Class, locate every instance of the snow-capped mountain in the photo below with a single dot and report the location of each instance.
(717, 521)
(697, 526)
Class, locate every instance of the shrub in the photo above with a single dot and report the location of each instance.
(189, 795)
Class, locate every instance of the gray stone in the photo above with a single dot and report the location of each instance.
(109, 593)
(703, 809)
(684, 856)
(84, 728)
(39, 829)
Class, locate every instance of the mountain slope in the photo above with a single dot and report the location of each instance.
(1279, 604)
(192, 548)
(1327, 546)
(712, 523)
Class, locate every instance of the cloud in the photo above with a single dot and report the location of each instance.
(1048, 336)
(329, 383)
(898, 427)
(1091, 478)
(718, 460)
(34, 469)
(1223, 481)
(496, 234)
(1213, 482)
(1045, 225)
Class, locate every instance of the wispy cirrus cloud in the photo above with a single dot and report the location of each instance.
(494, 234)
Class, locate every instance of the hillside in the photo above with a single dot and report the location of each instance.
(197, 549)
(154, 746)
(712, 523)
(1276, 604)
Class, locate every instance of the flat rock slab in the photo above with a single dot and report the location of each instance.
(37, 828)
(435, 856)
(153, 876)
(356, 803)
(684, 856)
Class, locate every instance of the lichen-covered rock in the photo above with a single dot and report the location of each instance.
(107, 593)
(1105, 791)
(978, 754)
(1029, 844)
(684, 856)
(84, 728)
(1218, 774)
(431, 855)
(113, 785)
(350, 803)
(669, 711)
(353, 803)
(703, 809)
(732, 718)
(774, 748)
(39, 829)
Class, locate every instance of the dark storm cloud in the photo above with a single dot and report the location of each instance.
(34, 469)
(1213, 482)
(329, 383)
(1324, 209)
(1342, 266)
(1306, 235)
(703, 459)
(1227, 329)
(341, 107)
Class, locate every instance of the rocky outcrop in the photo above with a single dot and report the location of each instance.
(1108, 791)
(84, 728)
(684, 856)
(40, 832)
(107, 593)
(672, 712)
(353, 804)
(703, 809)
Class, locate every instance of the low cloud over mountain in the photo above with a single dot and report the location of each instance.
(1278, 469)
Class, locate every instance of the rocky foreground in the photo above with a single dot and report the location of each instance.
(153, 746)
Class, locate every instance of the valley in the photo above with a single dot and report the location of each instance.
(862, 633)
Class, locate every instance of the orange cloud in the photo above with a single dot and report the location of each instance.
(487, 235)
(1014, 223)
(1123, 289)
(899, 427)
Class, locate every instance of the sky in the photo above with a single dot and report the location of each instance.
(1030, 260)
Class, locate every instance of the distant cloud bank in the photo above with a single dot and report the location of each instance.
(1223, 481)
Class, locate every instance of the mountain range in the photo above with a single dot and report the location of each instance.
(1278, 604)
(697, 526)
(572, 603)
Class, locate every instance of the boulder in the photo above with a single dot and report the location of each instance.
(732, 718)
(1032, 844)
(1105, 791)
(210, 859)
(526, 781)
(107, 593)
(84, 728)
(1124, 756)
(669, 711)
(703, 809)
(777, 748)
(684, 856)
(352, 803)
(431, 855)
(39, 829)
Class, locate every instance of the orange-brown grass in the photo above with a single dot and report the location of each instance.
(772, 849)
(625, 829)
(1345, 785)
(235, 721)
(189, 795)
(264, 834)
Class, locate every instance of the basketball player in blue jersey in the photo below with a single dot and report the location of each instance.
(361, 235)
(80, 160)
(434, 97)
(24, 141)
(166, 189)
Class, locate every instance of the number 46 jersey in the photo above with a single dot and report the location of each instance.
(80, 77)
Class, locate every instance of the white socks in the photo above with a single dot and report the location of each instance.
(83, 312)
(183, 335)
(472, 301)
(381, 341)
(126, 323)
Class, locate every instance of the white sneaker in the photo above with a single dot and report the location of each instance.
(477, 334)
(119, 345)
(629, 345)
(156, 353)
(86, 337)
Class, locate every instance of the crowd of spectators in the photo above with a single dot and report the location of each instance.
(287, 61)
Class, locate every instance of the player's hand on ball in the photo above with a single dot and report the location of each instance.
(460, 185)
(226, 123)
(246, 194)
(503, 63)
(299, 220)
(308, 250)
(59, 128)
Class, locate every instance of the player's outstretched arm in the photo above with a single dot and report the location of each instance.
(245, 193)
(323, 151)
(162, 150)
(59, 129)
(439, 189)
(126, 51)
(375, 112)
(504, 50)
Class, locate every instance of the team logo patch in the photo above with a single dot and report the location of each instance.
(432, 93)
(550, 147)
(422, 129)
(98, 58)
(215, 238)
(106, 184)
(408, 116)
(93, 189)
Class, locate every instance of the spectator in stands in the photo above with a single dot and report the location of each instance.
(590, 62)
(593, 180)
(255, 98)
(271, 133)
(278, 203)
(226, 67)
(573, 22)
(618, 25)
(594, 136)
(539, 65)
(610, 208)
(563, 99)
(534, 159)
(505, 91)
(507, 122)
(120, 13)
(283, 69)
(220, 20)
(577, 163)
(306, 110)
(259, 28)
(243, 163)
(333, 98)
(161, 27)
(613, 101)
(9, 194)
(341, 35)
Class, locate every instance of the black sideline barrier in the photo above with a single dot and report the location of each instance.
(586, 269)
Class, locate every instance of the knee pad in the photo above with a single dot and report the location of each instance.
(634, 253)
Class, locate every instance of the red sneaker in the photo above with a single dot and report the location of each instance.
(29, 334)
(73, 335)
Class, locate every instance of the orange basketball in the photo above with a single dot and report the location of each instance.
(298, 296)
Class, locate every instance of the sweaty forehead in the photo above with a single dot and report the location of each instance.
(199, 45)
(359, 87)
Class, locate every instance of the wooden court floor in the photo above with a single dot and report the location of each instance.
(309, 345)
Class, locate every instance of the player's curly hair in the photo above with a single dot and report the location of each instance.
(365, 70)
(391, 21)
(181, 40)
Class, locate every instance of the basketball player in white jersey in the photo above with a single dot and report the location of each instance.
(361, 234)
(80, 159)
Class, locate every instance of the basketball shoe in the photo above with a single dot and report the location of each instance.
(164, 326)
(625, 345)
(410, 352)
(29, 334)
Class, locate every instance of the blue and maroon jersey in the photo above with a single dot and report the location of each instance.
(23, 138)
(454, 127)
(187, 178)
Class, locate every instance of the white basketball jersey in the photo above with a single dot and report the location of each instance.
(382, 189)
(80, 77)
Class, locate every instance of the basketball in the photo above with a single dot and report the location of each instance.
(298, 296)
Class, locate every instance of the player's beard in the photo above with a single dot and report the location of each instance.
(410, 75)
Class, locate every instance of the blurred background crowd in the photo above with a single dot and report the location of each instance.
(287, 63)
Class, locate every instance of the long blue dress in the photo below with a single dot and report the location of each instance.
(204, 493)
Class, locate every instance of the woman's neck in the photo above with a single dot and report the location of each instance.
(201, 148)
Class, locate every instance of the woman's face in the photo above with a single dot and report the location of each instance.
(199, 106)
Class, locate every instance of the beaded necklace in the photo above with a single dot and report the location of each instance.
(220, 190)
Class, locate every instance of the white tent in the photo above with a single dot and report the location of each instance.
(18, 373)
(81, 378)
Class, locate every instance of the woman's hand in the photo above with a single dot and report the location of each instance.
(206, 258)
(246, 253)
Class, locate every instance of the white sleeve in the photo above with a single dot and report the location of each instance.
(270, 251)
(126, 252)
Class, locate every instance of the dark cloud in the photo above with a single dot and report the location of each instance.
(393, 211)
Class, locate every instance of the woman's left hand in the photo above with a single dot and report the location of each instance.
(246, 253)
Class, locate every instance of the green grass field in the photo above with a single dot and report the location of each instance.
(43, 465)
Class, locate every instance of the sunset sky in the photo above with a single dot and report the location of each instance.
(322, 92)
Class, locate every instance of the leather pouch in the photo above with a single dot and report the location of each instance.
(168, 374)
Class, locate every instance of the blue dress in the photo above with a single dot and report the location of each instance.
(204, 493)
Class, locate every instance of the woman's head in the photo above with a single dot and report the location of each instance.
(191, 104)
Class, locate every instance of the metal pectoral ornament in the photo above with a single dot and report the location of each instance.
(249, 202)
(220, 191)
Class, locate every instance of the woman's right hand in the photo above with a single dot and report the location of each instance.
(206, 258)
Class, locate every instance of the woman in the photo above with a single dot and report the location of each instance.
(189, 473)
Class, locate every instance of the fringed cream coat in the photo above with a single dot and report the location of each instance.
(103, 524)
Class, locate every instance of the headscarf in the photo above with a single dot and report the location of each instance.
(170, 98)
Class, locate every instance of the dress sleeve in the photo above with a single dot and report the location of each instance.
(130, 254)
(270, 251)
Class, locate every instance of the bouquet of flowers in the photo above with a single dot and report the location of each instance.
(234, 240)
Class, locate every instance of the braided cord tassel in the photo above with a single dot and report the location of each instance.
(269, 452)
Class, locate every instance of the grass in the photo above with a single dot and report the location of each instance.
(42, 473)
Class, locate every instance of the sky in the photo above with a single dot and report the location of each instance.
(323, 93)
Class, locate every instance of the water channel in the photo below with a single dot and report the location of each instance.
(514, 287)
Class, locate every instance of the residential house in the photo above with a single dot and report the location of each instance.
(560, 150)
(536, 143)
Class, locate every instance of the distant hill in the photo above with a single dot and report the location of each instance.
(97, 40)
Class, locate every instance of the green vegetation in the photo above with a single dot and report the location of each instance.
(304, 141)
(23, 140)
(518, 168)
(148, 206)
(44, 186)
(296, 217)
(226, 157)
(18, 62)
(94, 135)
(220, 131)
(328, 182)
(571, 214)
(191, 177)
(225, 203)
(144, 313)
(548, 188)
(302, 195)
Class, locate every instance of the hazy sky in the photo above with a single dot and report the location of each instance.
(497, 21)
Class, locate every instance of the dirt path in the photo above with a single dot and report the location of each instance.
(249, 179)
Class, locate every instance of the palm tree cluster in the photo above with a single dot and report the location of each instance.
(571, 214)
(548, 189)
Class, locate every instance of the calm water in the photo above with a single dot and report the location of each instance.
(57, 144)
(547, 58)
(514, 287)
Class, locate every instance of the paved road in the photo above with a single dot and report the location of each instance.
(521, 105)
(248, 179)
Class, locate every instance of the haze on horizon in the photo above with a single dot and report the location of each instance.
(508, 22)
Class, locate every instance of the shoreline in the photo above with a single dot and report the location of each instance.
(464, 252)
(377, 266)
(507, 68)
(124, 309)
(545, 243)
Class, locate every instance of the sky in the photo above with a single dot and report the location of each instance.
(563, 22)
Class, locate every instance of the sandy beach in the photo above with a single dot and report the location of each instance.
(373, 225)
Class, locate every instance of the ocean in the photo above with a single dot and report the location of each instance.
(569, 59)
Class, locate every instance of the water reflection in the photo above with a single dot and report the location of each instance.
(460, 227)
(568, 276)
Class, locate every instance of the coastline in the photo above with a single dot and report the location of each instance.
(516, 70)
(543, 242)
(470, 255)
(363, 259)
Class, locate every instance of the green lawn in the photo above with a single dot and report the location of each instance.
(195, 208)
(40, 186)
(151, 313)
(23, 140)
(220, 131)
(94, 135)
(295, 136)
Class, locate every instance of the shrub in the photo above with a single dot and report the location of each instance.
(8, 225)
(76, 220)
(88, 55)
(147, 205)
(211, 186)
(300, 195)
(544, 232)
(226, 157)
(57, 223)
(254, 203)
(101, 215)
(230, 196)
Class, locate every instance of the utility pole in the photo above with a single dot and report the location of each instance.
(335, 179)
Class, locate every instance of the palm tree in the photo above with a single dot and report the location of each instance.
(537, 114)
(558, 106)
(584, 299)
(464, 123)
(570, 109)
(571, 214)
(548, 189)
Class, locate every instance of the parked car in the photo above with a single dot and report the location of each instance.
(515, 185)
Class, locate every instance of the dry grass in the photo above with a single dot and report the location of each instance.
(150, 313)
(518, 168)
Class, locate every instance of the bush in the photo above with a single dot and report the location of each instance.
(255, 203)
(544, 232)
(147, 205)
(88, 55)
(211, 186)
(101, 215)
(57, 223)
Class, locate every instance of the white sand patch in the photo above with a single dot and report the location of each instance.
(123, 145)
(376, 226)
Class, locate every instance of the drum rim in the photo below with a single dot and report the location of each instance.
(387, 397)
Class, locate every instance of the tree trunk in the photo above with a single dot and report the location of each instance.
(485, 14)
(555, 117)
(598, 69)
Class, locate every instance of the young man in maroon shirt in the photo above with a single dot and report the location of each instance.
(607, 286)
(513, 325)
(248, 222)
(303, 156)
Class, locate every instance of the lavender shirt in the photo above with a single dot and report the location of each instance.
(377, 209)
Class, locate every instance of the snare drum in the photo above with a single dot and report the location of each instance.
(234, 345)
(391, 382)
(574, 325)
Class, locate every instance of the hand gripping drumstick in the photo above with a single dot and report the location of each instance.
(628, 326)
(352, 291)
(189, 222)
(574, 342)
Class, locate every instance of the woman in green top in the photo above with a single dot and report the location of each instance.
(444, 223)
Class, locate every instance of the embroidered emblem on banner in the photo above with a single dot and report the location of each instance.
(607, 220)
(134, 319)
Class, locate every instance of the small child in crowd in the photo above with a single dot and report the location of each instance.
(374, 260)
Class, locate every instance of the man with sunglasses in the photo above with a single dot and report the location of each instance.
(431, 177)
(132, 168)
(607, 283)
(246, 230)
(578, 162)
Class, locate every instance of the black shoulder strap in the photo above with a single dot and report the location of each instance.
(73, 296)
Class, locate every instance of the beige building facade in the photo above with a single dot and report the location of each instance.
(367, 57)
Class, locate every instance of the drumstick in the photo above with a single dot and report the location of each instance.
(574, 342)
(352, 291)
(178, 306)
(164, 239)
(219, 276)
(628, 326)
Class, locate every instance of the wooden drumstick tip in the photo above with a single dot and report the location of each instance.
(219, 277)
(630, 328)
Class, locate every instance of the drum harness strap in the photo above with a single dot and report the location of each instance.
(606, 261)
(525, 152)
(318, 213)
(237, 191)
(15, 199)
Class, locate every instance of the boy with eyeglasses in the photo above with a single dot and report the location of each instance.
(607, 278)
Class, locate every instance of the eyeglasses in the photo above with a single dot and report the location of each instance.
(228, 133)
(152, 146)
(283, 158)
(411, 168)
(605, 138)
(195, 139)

★ ★ ★ ★

- _GOAL_
Extract the closing run of lines, starting with the one containing "Class, locate every instance of the black shoulder" and ending at the last, exactly as written.

- _EXERCISE ANSWER_
Class, locate every instance of the black shoulder strap in the photo above with a single dot and report the location of each instance.
(73, 296)
Class, locate every instance of the beige building facade in the photo above with a single dot and report the location of each instance.
(367, 57)
Class, locate every instance of the drumstick in the photo above with a single dot and report the location of each instance.
(574, 342)
(352, 291)
(178, 306)
(164, 239)
(219, 276)
(628, 326)
Class, locate every instance of the wooden drumstick tip in the photo above with a single dot and report the location of each instance.
(219, 277)
(630, 328)
Class, locate every instance of the drum harness strap in the photo above with a single dot and report the location of each instance.
(606, 261)
(525, 152)
(318, 213)
(237, 191)
(15, 199)
Class, locate every instance of the boy with eyeglasses in the photo above with a single dot and report the location of each instance.
(607, 278)
Class, locate every instance of the eyeglasses in the photo above with a single dot and report the location of each instance.
(228, 133)
(152, 146)
(283, 158)
(411, 168)
(605, 138)
(195, 139)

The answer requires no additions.